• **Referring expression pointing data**
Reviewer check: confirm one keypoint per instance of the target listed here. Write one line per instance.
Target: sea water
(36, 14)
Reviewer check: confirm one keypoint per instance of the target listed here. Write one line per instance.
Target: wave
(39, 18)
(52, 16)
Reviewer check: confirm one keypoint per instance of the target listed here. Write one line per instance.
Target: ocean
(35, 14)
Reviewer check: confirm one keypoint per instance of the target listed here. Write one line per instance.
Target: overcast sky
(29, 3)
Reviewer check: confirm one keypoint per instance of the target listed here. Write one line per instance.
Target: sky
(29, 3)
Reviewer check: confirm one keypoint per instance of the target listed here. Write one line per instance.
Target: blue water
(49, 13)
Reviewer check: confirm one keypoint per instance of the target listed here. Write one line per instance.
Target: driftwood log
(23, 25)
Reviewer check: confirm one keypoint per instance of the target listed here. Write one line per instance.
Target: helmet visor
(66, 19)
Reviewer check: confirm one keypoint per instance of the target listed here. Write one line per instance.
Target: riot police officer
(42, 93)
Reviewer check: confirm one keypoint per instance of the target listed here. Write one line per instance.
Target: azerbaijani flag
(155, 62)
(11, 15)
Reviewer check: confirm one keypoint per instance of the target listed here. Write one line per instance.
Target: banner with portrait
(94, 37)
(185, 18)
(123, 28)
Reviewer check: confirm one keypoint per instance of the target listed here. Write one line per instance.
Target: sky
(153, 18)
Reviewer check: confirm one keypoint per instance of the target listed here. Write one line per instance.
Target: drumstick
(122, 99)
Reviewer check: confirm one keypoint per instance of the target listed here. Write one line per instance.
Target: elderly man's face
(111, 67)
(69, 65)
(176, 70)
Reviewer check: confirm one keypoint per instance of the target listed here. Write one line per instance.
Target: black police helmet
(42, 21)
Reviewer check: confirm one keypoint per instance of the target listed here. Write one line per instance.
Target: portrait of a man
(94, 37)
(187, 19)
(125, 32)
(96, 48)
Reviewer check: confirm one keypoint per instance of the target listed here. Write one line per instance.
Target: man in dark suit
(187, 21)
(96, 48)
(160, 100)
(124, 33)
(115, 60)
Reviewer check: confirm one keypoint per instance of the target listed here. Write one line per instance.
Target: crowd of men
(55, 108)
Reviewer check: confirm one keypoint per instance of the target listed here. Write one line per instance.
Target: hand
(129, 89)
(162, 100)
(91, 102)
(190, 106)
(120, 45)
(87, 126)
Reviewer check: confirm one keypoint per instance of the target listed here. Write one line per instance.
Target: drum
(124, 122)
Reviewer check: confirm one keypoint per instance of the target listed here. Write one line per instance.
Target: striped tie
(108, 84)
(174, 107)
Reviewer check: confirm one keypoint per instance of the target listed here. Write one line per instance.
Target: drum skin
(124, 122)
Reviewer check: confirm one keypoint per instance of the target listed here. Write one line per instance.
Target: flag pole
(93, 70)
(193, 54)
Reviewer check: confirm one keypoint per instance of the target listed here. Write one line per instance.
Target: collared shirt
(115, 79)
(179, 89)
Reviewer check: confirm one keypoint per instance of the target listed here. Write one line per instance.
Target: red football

...

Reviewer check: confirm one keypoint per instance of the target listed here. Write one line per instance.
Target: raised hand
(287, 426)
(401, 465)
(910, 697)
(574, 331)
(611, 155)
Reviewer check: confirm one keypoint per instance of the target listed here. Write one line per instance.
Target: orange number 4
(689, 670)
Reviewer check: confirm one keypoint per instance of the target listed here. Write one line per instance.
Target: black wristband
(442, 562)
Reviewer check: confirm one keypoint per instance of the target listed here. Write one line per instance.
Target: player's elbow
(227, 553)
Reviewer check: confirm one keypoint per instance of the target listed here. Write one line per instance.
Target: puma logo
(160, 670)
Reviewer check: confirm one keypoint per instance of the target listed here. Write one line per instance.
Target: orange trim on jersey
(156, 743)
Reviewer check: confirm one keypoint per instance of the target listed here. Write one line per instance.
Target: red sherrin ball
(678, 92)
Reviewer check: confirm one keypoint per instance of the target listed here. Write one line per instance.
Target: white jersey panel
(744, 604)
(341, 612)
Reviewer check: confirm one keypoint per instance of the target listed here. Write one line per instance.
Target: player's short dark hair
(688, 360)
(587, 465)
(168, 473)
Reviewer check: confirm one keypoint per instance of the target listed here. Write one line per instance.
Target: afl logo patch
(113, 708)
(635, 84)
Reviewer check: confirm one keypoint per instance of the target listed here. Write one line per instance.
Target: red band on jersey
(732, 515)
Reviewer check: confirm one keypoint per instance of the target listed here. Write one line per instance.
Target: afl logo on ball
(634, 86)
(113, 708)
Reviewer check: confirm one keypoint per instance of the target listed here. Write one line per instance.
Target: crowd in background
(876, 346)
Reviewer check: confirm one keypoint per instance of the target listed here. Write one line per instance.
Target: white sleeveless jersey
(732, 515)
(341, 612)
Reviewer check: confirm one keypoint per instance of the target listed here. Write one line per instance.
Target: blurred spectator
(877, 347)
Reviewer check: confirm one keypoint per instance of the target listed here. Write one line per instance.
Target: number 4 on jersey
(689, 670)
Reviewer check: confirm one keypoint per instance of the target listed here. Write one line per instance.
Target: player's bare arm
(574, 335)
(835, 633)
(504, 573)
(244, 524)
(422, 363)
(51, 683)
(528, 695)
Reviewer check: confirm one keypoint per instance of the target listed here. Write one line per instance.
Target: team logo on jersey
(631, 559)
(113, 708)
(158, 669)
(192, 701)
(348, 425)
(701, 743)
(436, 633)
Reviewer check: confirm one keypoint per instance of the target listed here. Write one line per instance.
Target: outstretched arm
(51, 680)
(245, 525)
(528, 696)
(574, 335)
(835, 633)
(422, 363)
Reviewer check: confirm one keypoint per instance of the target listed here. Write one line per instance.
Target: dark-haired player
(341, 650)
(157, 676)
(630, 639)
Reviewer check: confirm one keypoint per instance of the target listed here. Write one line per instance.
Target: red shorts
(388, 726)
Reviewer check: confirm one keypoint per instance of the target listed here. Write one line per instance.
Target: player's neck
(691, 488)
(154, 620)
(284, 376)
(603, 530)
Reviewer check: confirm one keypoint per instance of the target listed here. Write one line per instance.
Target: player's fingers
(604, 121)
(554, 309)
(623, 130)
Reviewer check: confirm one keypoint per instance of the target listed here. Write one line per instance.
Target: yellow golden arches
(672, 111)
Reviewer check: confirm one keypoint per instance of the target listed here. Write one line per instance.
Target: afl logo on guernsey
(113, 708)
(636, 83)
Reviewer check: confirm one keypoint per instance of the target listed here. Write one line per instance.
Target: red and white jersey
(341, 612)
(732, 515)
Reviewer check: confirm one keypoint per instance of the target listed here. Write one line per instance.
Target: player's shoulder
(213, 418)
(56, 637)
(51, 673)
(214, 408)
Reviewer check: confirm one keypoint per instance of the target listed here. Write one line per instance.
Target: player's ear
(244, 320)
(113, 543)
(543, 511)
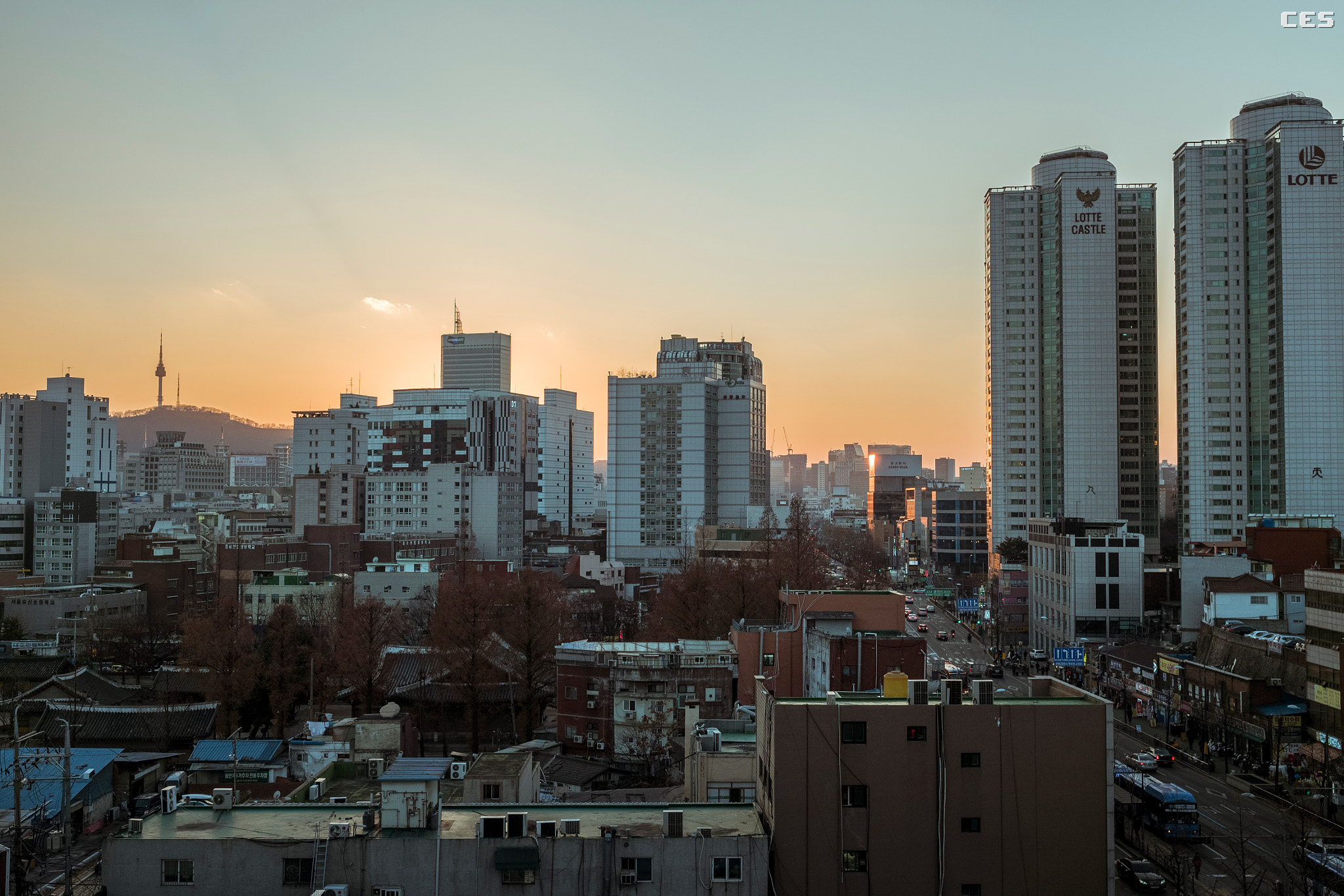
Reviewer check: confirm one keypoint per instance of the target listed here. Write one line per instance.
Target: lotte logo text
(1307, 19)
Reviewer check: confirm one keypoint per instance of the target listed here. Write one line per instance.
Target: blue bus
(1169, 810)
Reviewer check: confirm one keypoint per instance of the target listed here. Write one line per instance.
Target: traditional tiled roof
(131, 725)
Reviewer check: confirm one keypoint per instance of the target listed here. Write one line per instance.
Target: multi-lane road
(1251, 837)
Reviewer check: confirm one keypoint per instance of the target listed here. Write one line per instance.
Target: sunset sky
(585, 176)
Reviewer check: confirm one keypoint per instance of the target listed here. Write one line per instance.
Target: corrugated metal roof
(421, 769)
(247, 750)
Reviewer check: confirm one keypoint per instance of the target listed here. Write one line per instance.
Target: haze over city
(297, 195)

• **Task item**
Give back, exactly as written, the stretch from the line with "Target: crowd of men" through the line with "Target: red football", and no other lines from the records above.

• **Solution for this task**
Target: crowd of men
(55, 108)
Reviewer check: confirm one keypoint per instance of the target listed here. Write one line per instance.
Target: hand
(129, 89)
(162, 100)
(91, 102)
(190, 106)
(120, 45)
(87, 126)
Reviewer check: confirm one keypoint per instance of the target listed here. Write one line per instance.
Target: drum
(124, 122)
Reviewer check: confirm one keypoint per instance of the target listed here. Write one line per instance.
Target: striped tie
(108, 84)
(174, 107)
Reviewer check: confirm one keypoint per instance of the target listed here. Write one line per instance.
Target: drum skin
(124, 122)
Reviewer check: confirm one keypoint per instance of the target listed here. Write one line per instance.
Target: flag pole
(93, 70)
(193, 54)
Reviewer check: confirm one keypoint per instance of the target listed here. Write one line per instance.
Target: collared shirt
(115, 79)
(179, 89)
Reviewer check: confirm one keypoint per instance of the target listed here. Write one line per instance.
Target: red football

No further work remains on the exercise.